Task objective -> Check the records below line by line for the string "every". Give the number of lines that contain it and nothing else.

---+---

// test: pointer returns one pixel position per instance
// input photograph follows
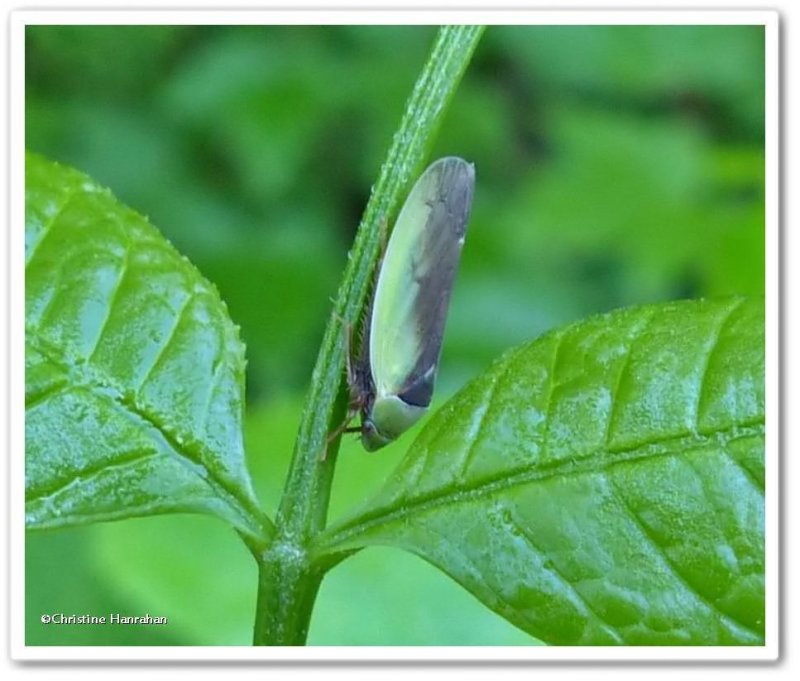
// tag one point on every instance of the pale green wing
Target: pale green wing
(416, 278)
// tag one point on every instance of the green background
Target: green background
(615, 165)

---+---

Exercise result -> 2